When you play an instrument, there's always a sense of other players you try to emulate. It's natural, you start out with an instrument, especially when you're generally self-taught, as I am, and immediately start trying to play like the artists you most admire. You have no technical grasp of how to play that way, but you know what it generally sounds like. So you chase that, and fill in the technical aspects to try to get there.
Early on, for me, it was James Hetfield. I'm still in awe of his riffing and pick work. The man is a monster rhythm player, and when I started all I wanted to do was play rhythm guitar in a metal band. I can still do a pretty good approximation of his downstroke riffing, even if I no longer have anywhere near the speed that he can generate.
Often the players you want to emulate are just, well, out of reach. I love, and am astounded by, hyper-technical players like Steve Vai, Joe Satriani and Eric Johnson. Even as I played around with trying to learn some of their stuff, I knew that was not where I naturally sat as a musician.
As the years have passed, I have found myself in what I would generally call a "classic rock" style. What I do owes much to blues-based players like Jimmy Page and Slash, as well as strummers/songwriters like Bruce Springsteen. I'm comfortable there. It allows me the freedom to get heavy, a la Zeppelin, and also the space to get lyrical, like Springsteen. I'm also really, really into rhythm and groove, which sets me toward acts like King's X. Not to mention Rush (which is a deeply groove-oriented band, for all their progressive writing).
For absolute clarity, I am not even remotely as good as any of these artists, and do not, in any way claim to be. I simply am at a place where these are the players, and the sounds that I'm identifying and seeing in my own songwriting and playing. Even if all of the influences I've had over the years do, occasionally, erupt out of me.
I think this is where a lot of my well-documented frustration with the drum machine stems from. I want to hear the drums do more than just keep time, but actually play off the other instruments. The good news on that front is that the current project is moving forward with trying to find a drummer. I have a jam set up for next month with Paul C. and a guy recommended to me. The bad news is, he's leaving town before the end of the summer. Even with that, I'm hoping he works out and we can get some stuff recorded before he leaves. *fingers crossed*
In either case, it's made me keenly aware that I need a new approach to working with drums. I expect my next large music equipment purchase will be some sort of electric kit for recording. The idea of being able to organically play off of the rest of the music, even with my feeble percussion skills, is better than a glorified metronome.

_Records supplied_

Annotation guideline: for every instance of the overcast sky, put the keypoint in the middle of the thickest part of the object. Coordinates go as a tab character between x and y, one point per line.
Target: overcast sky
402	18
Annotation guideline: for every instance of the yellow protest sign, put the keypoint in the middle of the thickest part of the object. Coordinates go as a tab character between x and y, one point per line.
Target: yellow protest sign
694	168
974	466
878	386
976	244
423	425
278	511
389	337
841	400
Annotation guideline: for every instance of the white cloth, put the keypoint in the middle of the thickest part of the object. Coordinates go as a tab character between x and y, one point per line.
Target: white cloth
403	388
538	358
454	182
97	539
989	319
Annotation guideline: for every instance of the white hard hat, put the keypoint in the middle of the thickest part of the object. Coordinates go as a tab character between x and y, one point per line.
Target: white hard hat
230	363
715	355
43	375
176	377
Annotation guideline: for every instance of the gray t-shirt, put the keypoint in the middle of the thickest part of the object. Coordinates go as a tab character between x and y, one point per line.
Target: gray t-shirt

_Tasks to perform_
- 1) Pull out everything from "Early on, for" down to "he can generate." in the post about guitar influences, copied word for word.
- 2) In the post about guitar influences, what does the writer expect the next large music equipment purchase to be?
- 3) Proceed with the post about guitar influences, picking up after its final sentence.
You won't need the lines for any of this.

_Answer set_
- 1)
Early on, for me, it was James Hetfield. I'm still in awe of his riffing and pick work. The man is a monster rhythm player, and when I started all I wanted to do was play rhythm guitar in a metal band. I can still do a pretty good approximation of his downstroke riffing, even if I no longer have anywhere near the speed that he can generate.

- 2) Some sort of electric drum kit for recording.

- 3)
Anyway, that's beside the point, for this discussion. I'm finding myself more and more drawn to Townshend's songwriting and playing. It's powerful, gut-level stuff, almost purely emotional, with just enough intellectual refinement to give it heft. As any reader of this blog should know by now, I really gravitate to art from the gut. I love how naked Townshend leaves himself in his songwriting, and how his playing seethes with rage. I'm reading a biography of the man, right now, Who Are You: The Life of Pete Townshend by Mark Wilkerson, and it comes up, time and again, that the shows where Pete would get well and truly enraged resulted in the most compelling performances.
Personally, I find the Townshend/Who albums of the 70's to be where he really came into his own as an artist. I've long held that "Baba O'Riley" is, simply, the greatest rock song ever written, and, as I've dug into the guitarist and band, that opinion has only strengthened.
Hell, Pete doesn't even touch the guitar until almost halfway through the song, and yet the whole thing literally drips with power and emotion. Which, of course, isn't just Townshend, but the whole band, Roger Daltrey, John Entwhistle and the great Keith Moon, just laying into the song. Wondrous.
The band, and Townshend, had a pretty rough go of the 80's. Even at that, I still think they produced some great tracks, "You Better, You Bet," and "Eminence Front" are quite good, if not up to their explosive earlier work. Pete's best work of that decade was on his solo disks, even as he struggled with alcoholism. You can't argue with "Rough Boys" or the amazing "Slit Skirts" (which Townshend has called an attempt to write in a "Springsteen style" - the wheel always comes around with me, it seems).
There is footage available of The Who in the 2000's that, for a group forty years into a career, is stunning in it's energy and power (Rush is just about the only band close, and, lets be honest, they were never an "explosive" band like The Who). A friend pointed me to this DVD of their 2000 Royal Albert Hall appearance, and I was knocked out. I'd also recommend any footage you can find of their set at The Concert for New York, after 9/11. Pete, after a decade of rather sedate performances, often remaining on acoustic guitar, seemed to just embrace punishing the guitar again.
As it stands now, with Daltrey and Townshend the last remaining members, after Entwhistle's death in 2002, I doubt another Who tour is in the offing (although Daltrey keeps touring). Their Endless Wire album was actually quite good, even superb, but it was also a rather low-key affair. Definitely worth a spin, if you have interest, but don't expect another "Who Are You" or "Substitute."
I plan to continue to look into Pete's playing, and how I can work more of his style into my own.